::: DATA FOR ANALYSIS :::

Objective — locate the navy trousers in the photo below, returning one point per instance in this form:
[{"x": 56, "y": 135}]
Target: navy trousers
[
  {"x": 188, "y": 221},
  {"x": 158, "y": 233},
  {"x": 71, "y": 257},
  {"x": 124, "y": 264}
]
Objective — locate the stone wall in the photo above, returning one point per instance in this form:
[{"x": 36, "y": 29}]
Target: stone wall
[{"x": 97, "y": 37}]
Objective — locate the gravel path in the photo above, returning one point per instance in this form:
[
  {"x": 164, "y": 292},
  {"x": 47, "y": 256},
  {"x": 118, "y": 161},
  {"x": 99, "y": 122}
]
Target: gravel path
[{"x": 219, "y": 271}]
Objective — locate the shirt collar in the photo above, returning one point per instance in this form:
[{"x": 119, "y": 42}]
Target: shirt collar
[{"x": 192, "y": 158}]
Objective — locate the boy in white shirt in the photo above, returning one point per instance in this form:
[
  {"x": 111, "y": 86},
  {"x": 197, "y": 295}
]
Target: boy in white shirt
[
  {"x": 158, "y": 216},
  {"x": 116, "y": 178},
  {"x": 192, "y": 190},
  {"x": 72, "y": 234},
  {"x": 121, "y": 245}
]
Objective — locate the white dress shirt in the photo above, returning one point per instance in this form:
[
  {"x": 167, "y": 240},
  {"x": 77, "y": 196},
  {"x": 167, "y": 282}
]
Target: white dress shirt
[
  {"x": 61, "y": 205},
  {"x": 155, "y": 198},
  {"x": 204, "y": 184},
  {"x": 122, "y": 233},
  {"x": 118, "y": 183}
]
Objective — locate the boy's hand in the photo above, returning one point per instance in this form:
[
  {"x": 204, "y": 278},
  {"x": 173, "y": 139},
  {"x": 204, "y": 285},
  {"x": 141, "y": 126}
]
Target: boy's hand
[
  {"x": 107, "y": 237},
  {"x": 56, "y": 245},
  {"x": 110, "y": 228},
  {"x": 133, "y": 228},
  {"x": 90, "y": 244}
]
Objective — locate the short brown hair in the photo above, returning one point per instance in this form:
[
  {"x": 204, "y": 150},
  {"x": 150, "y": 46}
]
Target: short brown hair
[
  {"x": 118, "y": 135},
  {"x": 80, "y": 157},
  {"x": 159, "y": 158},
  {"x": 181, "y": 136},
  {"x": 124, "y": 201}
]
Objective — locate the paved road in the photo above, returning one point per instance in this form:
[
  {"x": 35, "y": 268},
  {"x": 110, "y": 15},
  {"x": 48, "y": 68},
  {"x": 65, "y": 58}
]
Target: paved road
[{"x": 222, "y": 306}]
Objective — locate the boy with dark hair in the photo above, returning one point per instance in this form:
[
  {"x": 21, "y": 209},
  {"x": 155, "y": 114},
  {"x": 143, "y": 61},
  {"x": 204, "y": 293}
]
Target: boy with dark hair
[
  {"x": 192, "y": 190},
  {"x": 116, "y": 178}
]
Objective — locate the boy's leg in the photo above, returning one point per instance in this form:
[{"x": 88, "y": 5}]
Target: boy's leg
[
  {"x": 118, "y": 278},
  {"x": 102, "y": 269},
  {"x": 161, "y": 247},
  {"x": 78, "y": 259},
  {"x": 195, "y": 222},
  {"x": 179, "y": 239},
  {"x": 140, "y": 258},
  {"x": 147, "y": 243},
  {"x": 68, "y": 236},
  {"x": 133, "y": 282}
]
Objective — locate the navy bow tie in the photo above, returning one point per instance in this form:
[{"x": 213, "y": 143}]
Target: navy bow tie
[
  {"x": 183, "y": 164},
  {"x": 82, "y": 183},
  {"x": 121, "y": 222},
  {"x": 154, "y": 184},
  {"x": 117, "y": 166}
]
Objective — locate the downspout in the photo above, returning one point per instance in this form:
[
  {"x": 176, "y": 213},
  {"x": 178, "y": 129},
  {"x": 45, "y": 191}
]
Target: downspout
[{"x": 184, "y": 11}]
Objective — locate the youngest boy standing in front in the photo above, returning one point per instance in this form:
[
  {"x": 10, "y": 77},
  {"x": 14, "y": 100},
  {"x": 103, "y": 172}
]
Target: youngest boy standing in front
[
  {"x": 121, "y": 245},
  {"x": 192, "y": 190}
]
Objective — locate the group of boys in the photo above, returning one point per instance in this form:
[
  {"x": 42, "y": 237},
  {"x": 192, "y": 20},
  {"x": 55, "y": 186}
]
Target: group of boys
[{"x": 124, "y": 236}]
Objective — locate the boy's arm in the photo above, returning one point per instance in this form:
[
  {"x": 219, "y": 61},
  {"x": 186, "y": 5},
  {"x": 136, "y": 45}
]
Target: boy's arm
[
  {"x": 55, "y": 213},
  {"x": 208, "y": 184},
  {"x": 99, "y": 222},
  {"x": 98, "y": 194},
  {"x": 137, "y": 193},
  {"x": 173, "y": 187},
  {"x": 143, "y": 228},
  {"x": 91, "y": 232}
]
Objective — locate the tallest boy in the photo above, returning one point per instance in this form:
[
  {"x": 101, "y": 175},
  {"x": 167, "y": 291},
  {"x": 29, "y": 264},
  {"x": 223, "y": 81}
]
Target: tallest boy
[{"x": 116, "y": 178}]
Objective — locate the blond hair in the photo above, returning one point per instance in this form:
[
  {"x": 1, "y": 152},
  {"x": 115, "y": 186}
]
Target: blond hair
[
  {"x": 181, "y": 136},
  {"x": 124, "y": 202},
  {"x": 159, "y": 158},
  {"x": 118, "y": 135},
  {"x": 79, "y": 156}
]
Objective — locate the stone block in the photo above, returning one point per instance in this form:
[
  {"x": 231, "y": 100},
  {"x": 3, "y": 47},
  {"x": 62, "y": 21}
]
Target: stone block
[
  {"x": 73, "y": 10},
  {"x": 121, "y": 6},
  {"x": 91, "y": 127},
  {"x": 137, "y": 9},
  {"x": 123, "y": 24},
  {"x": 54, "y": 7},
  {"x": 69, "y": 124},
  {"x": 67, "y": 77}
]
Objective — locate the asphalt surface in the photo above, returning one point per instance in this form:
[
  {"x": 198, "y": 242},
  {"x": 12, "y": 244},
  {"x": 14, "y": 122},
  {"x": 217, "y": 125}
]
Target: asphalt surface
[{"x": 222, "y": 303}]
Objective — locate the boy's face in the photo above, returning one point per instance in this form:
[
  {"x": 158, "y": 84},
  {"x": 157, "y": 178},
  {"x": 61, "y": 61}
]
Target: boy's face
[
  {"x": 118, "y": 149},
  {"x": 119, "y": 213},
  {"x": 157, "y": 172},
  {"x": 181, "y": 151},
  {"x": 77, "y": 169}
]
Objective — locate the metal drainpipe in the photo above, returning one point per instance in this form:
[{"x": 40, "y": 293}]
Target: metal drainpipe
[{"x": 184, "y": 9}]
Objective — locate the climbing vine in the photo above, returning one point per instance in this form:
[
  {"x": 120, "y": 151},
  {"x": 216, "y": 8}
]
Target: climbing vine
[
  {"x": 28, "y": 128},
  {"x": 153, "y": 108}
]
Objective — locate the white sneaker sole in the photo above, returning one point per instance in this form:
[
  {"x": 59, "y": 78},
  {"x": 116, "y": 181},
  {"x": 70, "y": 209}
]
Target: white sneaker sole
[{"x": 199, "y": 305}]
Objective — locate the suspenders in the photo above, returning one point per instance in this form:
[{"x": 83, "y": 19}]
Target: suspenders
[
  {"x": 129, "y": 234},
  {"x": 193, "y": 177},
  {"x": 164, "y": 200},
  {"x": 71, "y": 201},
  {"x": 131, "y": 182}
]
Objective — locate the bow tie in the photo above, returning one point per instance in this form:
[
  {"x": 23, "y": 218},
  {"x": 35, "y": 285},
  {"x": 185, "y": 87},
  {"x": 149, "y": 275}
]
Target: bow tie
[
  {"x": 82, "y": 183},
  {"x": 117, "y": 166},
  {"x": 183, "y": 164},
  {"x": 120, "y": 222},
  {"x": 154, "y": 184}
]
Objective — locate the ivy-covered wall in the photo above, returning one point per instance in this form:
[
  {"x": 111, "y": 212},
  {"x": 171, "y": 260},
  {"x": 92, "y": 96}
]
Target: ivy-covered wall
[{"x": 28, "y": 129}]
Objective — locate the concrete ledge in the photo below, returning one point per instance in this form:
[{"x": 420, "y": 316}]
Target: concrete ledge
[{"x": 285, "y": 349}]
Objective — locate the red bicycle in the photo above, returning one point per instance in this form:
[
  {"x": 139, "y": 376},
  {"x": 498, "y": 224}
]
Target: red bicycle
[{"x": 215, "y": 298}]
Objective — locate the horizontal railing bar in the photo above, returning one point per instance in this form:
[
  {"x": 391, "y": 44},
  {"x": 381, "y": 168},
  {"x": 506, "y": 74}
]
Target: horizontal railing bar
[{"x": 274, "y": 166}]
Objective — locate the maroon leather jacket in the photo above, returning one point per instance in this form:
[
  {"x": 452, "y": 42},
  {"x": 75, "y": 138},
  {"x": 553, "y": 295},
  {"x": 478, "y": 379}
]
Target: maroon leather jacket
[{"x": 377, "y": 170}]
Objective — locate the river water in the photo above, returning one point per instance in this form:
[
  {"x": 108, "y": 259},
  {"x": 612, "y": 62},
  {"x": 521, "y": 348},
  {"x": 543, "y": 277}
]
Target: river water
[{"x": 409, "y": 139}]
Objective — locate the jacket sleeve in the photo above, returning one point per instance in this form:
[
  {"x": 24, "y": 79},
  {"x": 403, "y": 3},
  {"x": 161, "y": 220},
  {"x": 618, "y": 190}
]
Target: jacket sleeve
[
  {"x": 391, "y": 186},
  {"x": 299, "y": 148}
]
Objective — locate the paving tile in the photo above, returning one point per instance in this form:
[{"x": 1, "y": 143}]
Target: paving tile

:::

■ **TASK DIRECTIONS**
Exactly as they appear, write out the lines from the one containing "Objective — locate the ivy-covered" through the final line of the entries above, both included.

■ **EXERCISE OUTPUT**
Objective — locate the ivy-covered wall in the photo above, returning one point per instance in this form:
[
  {"x": 111, "y": 212},
  {"x": 171, "y": 260},
  {"x": 92, "y": 96}
]
Target: ivy-covered wall
[{"x": 28, "y": 129}]
Objective — locate the concrete ledge in the photo below, returning one point per instance in this form:
[{"x": 420, "y": 316}]
Target: concrete ledge
[{"x": 285, "y": 349}]
Objective — locate the red bicycle in the photo above, returning one point per instance in this form:
[
  {"x": 139, "y": 376},
  {"x": 498, "y": 224}
]
Target: red bicycle
[{"x": 215, "y": 298}]
Objective — locate the horizontal railing bar in the photo above, returning one point per instance in this form:
[
  {"x": 391, "y": 44},
  {"x": 381, "y": 168},
  {"x": 506, "y": 74}
]
Target: horizontal railing bar
[{"x": 274, "y": 166}]
Objective — locate the maroon leather jacket in the photo above, returning one point per instance in this form:
[
  {"x": 452, "y": 42},
  {"x": 75, "y": 138},
  {"x": 553, "y": 295},
  {"x": 478, "y": 379}
]
Target: maroon leather jacket
[{"x": 377, "y": 170}]
Objective — locate the river water in the photo above, returning one point per instance in this form:
[
  {"x": 108, "y": 259},
  {"x": 612, "y": 62},
  {"x": 521, "y": 348},
  {"x": 543, "y": 277}
]
Target: river water
[{"x": 409, "y": 139}]
Objective — locate the jacket sleeve in the photo above, returning one point per instance in this form:
[
  {"x": 24, "y": 79},
  {"x": 403, "y": 3},
  {"x": 161, "y": 220},
  {"x": 618, "y": 190}
]
Target: jacket sleeve
[
  {"x": 391, "y": 186},
  {"x": 299, "y": 148}
]
Objective — locate the paving tile in the photo above, returning one point per instance in this form:
[{"x": 1, "y": 143}]
Target: paving tile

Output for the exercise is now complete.